What needs to be done:
From the first line of the entries below through the line holding "box: [348, 328, 399, 372]", write out every line exactly, please, and leave out the pictures.

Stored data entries
Content starts

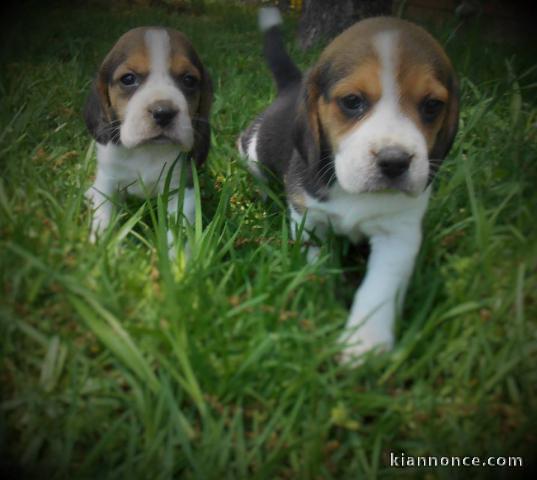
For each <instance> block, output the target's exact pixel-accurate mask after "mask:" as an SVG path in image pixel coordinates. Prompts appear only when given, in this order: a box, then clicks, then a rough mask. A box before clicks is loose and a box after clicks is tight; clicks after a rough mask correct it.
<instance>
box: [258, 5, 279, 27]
mask: <svg viewBox="0 0 537 480" xmlns="http://www.w3.org/2000/svg"><path fill="white" fill-rule="evenodd" d="M258 20H259V28H260V29H261V31H262V32H266V31H267V30H268V29H269V28H272V27H275V26H276V25H280V24H281V23H282V15H281V14H280V11H279V10H278V9H277V8H276V7H263V8H261V9H259V17H258Z"/></svg>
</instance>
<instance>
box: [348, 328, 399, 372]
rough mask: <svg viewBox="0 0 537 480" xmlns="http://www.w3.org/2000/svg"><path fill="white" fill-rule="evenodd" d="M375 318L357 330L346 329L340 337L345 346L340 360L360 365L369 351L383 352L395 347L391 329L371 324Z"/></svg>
mask: <svg viewBox="0 0 537 480" xmlns="http://www.w3.org/2000/svg"><path fill="white" fill-rule="evenodd" d="M372 321H374V319H370V320H368V321H367V322H366V323H364V324H363V325H362V326H361V327H359V328H358V329H357V330H356V331H354V332H352V333H350V332H348V331H345V332H344V333H343V334H342V335H341V336H340V338H339V343H340V344H341V345H343V346H344V348H343V350H342V351H341V357H340V361H341V362H342V363H346V364H350V365H360V364H361V363H363V361H364V355H365V354H367V353H382V352H387V351H390V350H391V349H392V348H393V344H394V338H393V334H392V332H391V330H390V329H382V328H375V325H369V323H370V322H372Z"/></svg>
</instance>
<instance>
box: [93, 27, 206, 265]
mask: <svg viewBox="0 0 537 480" xmlns="http://www.w3.org/2000/svg"><path fill="white" fill-rule="evenodd" d="M211 102H212V87H211V79H210V77H209V74H208V73H207V70H206V69H205V68H204V66H203V64H202V63H201V60H200V59H199V57H198V55H197V53H196V52H195V50H194V48H193V47H192V45H191V43H190V42H189V41H188V39H187V38H186V37H185V36H184V35H183V34H182V33H180V32H178V31H175V30H170V29H167V28H161V27H143V28H135V29H133V30H130V31H129V32H127V33H125V34H124V35H123V36H122V37H121V38H120V39H119V40H118V41H117V43H116V44H115V45H114V47H113V48H112V50H111V51H110V52H109V53H108V54H107V55H106V57H105V59H104V61H103V63H102V65H101V67H100V69H99V72H98V74H97V77H96V79H95V81H94V83H93V86H92V89H91V93H90V94H89V97H88V99H87V103H86V108H85V114H84V116H85V121H86V125H87V128H88V130H89V131H90V133H91V134H92V136H93V137H94V138H95V140H96V141H97V174H96V178H95V182H94V183H93V185H92V187H91V188H90V189H89V190H88V191H87V192H86V197H87V198H88V199H89V200H90V202H91V203H92V206H93V209H94V212H93V221H92V226H91V236H90V238H91V240H92V241H94V240H95V239H96V237H97V236H98V235H99V234H100V233H102V232H103V230H104V229H105V228H106V227H107V226H108V225H109V223H110V220H111V216H112V201H111V200H112V197H114V196H115V195H117V194H130V195H135V196H138V197H143V198H145V197H146V196H147V195H149V196H155V195H158V194H161V193H162V192H163V190H164V186H165V183H166V180H167V178H168V177H169V178H170V179H171V181H170V186H169V189H170V196H169V198H168V214H169V216H170V217H173V216H175V215H176V214H177V209H178V193H177V189H178V188H179V185H180V177H181V175H182V174H185V175H187V178H186V189H185V195H184V202H183V211H182V214H183V216H184V217H185V218H186V220H187V221H189V222H190V223H193V220H194V215H195V212H194V210H195V199H194V189H193V186H192V178H191V171H190V161H188V160H190V159H192V160H193V161H195V163H196V165H197V166H200V165H201V164H202V163H203V162H204V161H205V159H206V158H207V154H208V152H209V145H210V125H209V112H210V108H211ZM182 153H183V155H181V154H182ZM168 244H169V247H170V254H171V255H172V256H173V254H174V252H175V250H174V249H173V248H172V244H173V235H172V233H171V229H169V230H168Z"/></svg>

Content ends

Response:
For each <instance> block, output the target's exact pixel-accurate mask after "mask:" as an SVG path in image pixel coordinates. Prompts appear only when given, in this order: a box, then clicks, then a rough mask. A box before clicks is loose and a box after clicks is tight; clicks after a rough mask correct it.
<instance>
box: [258, 5, 279, 27]
mask: <svg viewBox="0 0 537 480" xmlns="http://www.w3.org/2000/svg"><path fill="white" fill-rule="evenodd" d="M258 20H259V28H260V29H261V31H262V32H266V31H267V30H268V29H269V28H272V27H275V26H276V25H280V24H281V23H282V15H281V14H280V11H279V10H278V9H277V8H276V7H263V8H261V9H259V17H258Z"/></svg>
</instance>
<instance>
box: [348, 328, 399, 372]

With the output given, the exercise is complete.